>> BEGIN Text shown

It's why Charlie and the Chocolate Factory is a classic
children's story. It's not just the candy, it's the secrets.
The world is already full of things you can't understand
when you're little, and now someone's going to share the
most special, true knowledge behind it all. But secrets are

(15:53):
also dangerous. If I tell you a secret, it means
I trust you. It binds us together, but it also
alters the balance of power between us. You know something
I don't want other people to know. That puts me
at risk. So I need you to know it's a secret.
I tell you you don't tell anyone Before I whisper
in your ear. I put up a sign on my

(16:14):
bedroom door saying top secret, keep out trade. Secrecy works
on playground rules.

Speaker 1 (16:21):
I can only give them to you if you solemnly
swear to keep them for yourselves and never show them
to another living soul as long as you all shall live, agreed.

Speaker 2 (16:34):
Now imagine I'm a major corporation in the real world.
I'm infinitely more powerful than you. I'm Willy Wonka, and
you are a new ballumba. I tell you a secret,
maybe one you don't even want to know. And then
I say, by the way, I have eyes everywhere, And
if you breathe a word of this secret to anyone,
or even look as if you might breathe a word,

(16:55):
I will destroy you. This is the crux of it.
At their best, trade secrets protect valuable intellectual property from
being stolen. But at their worst, they're a powerful tool
for a company that wants to turn an employee into
an oop balloompa. They used to be the easiest way
to turn a human being into an oop ballompa was

(17:16):
a non compete clause, but Janie says that's going away.

Speaker 8 (17:21):
We've been living in a world where fast food workers
have been asked to sign non compete agreements, and you know,
historically people understood non competes as being for a small
number of employees, the highest level employees, the ones with
the access to the most sensitive information, and they're just
being deployed as form contracts for so many workers and

(17:46):
workers with lower incomes in ways that are keeping them
in jobs that they might want to leave and go
somewhere else.

Speaker 2 (17:55):
A lot of states are banning non competes now, which
is one of the reasons the company might come to
Louis del Judy's IP expert to help identify and protect
their secrets. Could you make that bit in a secret room?
Can you have a black vault in the office. Could
there be a secret codebook?

Speaker 4 (18:11):
Because a trade secret will be the only way to
stop somebody if you really think they're taking something that's
proprietary to your company someplace else, because a non compete
is not going to really be in play.

Speaker 2 (18:24):
But trade secrets can have a dangerous power.

Speaker 8 (18:28):
Sometimes people are just good at what they do, and
they have advantages to continue working in the same industry
because they know that industry and their business has over
claimed things as secrets, and that might prevent them from
taking another job.

>> END Text shown

*Problems to work on:*
(a) Return the passage of the trade secrets transcript from "It's why Charlie" up to and including "it's a secret.", copied word for word.
(b) Write the next part of the trade secrets transcript, picking up after its final sentence.

>> BEGIN Raw data

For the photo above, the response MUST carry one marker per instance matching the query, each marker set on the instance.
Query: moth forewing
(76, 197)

>> END Raw data
>> BEGIN Raw data

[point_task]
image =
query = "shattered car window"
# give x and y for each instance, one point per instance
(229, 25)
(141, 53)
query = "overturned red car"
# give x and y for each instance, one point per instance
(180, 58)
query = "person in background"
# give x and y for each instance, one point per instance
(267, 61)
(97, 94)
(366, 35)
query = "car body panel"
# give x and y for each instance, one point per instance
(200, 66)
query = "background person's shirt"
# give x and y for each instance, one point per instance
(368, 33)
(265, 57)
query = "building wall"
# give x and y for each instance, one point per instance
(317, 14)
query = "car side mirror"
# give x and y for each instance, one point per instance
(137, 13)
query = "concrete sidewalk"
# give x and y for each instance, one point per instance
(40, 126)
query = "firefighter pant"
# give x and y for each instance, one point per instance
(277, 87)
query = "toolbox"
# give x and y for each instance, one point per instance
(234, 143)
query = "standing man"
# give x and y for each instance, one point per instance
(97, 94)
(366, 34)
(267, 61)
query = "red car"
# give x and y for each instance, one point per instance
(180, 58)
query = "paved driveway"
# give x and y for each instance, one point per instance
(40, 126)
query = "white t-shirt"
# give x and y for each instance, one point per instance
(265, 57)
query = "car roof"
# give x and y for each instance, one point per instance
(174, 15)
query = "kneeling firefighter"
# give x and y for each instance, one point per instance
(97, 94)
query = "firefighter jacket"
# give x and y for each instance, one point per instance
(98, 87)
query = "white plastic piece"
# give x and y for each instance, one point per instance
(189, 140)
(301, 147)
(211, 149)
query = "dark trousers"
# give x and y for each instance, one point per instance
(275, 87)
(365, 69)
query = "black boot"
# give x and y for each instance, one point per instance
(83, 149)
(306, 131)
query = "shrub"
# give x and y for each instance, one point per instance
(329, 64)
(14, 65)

>> END Raw data

*Responses in order:*
(a)
It's why Charlie and the Chocolate Factory is a classic
children's story. It's not just the candy, it's the secrets.
The world is already full of things you can't understand
when you're little, and now someone's going to share the
most special, true knowledge behind it all. But secrets are

(15:53):
also dangerous. If I tell you a secret, it means
I trust you. It binds us together, but it also
alters the balance of power between us. You know something
I don't want other people to know. That puts me
at risk. So I need you to know it's a secret.

(b)
Speaker 2 (18:47):
Trade secrets are the only intellectual property protection that can
last forever. And because of that permanence and the way
we're geared to think about secrets already, they have a
kind of mystical aura in our secular, disenchanted world. They
are the closest thing we have to magic.

Speaker 1 (19:07):
The authentic Coca Cola formula is written on a tiny
grain of rice kept in an old deacon chest, a
curse on anyone who opens it.

Speaker 2 (19:16):
The most famous ones are the recipes, Coca Cola's secret formula,
KFC's eleven spices, the exact way to create Wriggly's gum.
But actually a whole lot of things can be trade secrets,
software code, financial information. You may know a trade secret
and not even totally realize it, but a good way
to recognize one is the Nooks and Crannies test. This

(19:40):
feels like a good transition to me to Bimbo Bakeries
versus Abouticella. Can you tell me how you came across
the case and how you teach it.

Speaker 8 (19:50):
I know the case through working on trade secret scholarship
and teaching It's it's a more recent classic, I would.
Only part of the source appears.